Esses pensamentos me levam a um estado momentâneo de devaneio, o qual é interrompido pela observação de uma mulher que, ao segurar com afago um rosário que se encontra em torno do seu pescoço, passa a rogar aos pés da mãe da Penha. Ouço alguém a chamar de Maria. Maria de Nazaré, mãe do redentor dos cristãos. Maria Bonita, rainha do cangaço. Maria da Penha, ícone da luta contra a violência doméstica. Maria… As rugas do seu rosto castigado pelo sol se iluminam com o flamejar das velas que ardem como dia sertanejo. Escuto, de repente, quando ela pede pelo seu filho que, por labutar no corte de cana em São Paulo, não poderá regressar para o natal.

Bruscamente, a minha atenção é desviada pelo sino da igreja que soou três vezes, indicando a aproximação da missa das 17h. Despeço-me daquela Jerusalém sertaneja, momento em que peço a luz dos santos populares da minha terra. Maria Caboré, Dr. Gesteira, beato José Lourenço, beata Maria de Araújo, caboclos e boiadeiros, iluminem-me! Apressadamente me retiro da casa da mãe da Penha, pois tenho uma longa jornada e aqui não tenho morada...

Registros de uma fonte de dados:
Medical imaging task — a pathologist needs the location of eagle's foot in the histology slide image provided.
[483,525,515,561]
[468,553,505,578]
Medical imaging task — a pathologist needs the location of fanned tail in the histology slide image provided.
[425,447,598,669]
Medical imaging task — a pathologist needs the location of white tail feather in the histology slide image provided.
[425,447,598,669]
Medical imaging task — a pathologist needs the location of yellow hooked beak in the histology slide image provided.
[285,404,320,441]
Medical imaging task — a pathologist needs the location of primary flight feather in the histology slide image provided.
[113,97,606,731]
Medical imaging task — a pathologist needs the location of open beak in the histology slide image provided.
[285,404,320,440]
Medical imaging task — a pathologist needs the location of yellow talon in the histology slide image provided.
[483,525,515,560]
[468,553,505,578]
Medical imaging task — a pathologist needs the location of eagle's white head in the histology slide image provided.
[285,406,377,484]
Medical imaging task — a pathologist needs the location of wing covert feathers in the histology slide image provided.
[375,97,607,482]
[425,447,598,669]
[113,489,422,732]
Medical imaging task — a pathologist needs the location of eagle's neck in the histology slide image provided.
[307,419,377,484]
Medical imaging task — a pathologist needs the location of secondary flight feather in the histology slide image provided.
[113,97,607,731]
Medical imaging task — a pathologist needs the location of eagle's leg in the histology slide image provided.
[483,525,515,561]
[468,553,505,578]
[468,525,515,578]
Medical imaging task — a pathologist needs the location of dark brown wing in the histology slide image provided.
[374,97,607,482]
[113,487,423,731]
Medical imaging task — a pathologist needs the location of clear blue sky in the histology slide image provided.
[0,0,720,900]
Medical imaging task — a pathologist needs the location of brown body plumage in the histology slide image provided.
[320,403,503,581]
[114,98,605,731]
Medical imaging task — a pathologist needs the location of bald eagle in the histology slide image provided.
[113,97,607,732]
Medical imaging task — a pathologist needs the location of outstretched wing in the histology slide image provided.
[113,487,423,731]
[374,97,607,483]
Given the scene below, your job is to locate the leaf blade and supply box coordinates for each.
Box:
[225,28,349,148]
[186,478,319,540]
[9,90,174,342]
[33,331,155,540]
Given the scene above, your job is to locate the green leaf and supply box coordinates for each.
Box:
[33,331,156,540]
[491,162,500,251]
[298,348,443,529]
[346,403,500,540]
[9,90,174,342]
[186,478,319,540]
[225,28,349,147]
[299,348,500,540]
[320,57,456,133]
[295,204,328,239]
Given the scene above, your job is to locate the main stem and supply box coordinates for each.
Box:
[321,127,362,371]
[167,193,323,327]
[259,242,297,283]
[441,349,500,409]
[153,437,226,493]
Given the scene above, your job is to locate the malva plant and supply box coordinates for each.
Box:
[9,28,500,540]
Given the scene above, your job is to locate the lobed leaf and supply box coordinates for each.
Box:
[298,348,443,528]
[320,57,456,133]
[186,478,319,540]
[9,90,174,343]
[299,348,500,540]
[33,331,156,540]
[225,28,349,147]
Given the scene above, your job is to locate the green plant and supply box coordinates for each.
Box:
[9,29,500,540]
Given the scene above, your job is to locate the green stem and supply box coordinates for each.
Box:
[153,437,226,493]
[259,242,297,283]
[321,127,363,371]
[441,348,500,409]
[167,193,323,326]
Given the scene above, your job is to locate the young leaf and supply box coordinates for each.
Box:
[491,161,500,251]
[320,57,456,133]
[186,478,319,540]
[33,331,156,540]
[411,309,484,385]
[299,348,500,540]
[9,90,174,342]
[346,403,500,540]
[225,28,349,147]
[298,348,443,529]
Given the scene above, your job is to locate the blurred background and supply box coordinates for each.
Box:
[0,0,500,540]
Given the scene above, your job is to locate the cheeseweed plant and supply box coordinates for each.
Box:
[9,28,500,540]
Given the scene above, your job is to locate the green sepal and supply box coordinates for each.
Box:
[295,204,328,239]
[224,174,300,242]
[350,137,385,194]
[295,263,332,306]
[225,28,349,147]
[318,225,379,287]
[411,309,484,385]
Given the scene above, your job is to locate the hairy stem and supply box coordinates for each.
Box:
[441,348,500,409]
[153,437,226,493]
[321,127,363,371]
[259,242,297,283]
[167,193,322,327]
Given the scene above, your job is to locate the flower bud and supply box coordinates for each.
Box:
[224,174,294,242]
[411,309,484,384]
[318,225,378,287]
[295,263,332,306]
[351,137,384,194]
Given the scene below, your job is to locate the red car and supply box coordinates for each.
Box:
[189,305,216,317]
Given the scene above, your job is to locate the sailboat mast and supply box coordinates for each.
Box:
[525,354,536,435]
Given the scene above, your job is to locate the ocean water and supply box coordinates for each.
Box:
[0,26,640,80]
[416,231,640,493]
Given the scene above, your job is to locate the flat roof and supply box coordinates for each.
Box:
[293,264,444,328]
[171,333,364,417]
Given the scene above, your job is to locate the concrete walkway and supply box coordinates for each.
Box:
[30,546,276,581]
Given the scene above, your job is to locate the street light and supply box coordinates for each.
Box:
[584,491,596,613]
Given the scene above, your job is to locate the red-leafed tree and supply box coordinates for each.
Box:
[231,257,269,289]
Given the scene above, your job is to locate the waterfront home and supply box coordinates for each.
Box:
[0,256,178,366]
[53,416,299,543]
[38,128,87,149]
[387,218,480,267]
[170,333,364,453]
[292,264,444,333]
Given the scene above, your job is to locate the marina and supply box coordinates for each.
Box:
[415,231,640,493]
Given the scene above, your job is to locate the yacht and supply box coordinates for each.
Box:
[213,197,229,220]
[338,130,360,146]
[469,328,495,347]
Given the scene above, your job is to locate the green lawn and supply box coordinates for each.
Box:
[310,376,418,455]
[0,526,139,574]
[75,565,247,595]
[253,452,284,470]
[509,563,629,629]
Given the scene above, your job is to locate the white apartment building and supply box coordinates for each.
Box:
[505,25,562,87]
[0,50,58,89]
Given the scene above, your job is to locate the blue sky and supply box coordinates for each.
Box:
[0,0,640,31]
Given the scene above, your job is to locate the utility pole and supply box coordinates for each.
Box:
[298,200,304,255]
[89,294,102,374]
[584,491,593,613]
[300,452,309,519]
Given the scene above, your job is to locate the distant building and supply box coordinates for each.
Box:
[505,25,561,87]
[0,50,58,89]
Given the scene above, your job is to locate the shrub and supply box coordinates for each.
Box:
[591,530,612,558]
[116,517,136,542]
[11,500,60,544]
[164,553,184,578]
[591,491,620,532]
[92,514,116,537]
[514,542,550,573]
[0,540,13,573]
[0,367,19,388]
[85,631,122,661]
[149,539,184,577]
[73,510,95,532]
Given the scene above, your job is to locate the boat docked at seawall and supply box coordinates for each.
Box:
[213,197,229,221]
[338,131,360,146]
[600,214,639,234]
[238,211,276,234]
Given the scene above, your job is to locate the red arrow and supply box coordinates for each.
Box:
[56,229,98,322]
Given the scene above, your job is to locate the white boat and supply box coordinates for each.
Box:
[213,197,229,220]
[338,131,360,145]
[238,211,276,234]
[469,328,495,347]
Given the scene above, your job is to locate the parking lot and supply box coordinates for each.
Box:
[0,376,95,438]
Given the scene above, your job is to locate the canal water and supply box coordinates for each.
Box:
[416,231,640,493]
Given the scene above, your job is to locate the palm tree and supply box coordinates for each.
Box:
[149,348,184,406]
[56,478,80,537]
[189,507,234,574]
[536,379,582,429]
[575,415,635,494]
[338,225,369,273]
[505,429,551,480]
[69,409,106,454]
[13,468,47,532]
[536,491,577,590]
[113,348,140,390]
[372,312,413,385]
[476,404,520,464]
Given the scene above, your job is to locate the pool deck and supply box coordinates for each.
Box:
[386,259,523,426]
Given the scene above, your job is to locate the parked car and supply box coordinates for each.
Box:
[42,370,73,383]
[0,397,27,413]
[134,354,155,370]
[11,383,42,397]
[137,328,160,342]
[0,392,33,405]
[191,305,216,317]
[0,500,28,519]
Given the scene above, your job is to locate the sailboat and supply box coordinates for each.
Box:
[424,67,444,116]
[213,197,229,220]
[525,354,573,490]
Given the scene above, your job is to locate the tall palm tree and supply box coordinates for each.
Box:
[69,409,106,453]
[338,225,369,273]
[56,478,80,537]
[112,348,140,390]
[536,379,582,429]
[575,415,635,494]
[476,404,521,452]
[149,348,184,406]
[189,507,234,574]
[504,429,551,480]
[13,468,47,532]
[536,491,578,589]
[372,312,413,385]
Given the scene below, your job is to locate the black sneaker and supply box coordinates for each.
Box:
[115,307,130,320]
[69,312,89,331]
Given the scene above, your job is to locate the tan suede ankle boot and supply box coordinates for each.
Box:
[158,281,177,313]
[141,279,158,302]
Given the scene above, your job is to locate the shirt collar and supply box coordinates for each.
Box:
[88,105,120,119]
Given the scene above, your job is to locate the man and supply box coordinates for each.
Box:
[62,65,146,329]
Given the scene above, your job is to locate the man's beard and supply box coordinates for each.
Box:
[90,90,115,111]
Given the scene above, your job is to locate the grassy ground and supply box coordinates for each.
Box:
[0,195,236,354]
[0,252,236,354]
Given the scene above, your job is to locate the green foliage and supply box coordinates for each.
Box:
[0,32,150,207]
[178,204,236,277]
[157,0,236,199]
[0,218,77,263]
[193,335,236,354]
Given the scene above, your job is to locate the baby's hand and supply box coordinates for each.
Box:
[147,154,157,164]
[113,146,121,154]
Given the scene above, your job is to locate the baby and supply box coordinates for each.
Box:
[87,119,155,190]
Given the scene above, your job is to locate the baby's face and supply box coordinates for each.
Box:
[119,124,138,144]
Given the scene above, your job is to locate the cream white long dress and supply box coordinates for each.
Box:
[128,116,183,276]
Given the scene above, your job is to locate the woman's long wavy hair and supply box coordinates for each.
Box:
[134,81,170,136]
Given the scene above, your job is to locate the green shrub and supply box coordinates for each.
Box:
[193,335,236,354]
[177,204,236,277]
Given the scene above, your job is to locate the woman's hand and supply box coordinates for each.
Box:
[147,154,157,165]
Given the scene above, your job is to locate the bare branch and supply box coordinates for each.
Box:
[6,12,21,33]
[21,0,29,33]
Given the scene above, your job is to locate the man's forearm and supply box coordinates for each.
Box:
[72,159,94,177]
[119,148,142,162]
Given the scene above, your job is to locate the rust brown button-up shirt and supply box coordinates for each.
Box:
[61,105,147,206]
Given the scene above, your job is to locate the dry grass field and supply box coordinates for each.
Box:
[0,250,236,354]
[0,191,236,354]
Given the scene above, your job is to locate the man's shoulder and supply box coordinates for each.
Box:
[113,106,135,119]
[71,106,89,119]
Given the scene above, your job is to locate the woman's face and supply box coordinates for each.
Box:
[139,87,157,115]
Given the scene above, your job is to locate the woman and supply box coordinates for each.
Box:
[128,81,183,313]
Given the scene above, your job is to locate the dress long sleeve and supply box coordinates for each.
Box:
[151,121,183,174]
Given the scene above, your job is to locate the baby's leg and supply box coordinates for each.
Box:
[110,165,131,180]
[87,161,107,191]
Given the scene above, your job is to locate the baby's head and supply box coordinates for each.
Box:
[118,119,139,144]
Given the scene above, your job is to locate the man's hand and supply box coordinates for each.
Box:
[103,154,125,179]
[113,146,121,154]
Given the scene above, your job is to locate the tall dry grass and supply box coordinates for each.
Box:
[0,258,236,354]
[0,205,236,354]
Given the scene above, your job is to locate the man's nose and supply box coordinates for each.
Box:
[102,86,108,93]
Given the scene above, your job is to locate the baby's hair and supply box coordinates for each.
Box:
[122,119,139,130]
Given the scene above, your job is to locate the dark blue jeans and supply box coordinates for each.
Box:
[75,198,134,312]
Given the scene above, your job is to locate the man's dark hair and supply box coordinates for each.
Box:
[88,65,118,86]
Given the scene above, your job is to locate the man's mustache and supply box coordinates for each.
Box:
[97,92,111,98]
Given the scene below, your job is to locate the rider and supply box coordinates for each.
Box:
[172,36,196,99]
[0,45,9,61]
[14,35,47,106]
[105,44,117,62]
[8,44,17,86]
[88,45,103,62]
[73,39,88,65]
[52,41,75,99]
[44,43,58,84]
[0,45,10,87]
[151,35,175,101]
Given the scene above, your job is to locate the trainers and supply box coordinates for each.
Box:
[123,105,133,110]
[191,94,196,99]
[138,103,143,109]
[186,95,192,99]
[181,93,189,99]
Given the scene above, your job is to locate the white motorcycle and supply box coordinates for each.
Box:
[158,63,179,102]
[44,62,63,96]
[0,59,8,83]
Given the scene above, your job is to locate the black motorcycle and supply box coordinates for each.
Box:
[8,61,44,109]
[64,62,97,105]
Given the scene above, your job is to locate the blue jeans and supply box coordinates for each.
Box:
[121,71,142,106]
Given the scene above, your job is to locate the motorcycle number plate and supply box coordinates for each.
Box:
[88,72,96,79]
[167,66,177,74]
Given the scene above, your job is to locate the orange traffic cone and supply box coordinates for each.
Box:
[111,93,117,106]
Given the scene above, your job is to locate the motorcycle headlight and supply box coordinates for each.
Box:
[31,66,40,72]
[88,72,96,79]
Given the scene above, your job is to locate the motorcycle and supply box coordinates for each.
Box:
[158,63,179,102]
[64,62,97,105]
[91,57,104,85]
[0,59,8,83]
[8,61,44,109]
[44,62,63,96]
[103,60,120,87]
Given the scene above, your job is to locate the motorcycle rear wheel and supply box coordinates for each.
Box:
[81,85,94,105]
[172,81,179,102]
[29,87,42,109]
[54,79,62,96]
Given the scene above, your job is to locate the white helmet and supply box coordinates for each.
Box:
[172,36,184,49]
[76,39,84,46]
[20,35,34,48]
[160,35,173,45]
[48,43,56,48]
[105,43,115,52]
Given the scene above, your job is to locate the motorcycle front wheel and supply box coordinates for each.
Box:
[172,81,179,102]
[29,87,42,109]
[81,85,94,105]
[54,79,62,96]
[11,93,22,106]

### QUESTÕES DE ESTUDO
A. Diga se cada afirmação abaixo está de acordo com o texto apresentado, respondendo sim ou não e citando literalmente as palavras do texto que decidem a questão: (i) o filho da mulher trabalha no corte de cana em São Paulo; (ii) o sino da igreja soou duas vezes; (iii) o sino indica a aproximação da missa das 17h.
B. Reproduza fielmente o trecho do texto apresentado que se inicia nas palavras "Bruscamente, a minha" e termina em "não tenho morada...".

### RESPOSTAS ÀS QUESTÕES
A.
(i) Sim: "por labutar no corte de cana em São Paulo".
(ii) Não: "pelo sino da igreja que soou três vezes".
(iii) Sim: "indicando a aproximação da missa das 17h".

B.
Bruscamente, a minha atenção é desviada pelo sino da igreja que soou três vezes, indicando a aproximação da missa das 17h. Despeço-me daquela Jerusalém sertaneja, momento em que peço a luz dos santos populares da minha terra. Maria Caboré, Dr. Gesteira, beato José Lourenço, beata Maria de Araújo, caboclos e boiadeiros, iluminem-me! Apressadamente me retiro da casa da mãe da Penha, pois tenho uma longa jornada e aqui não tenho morada...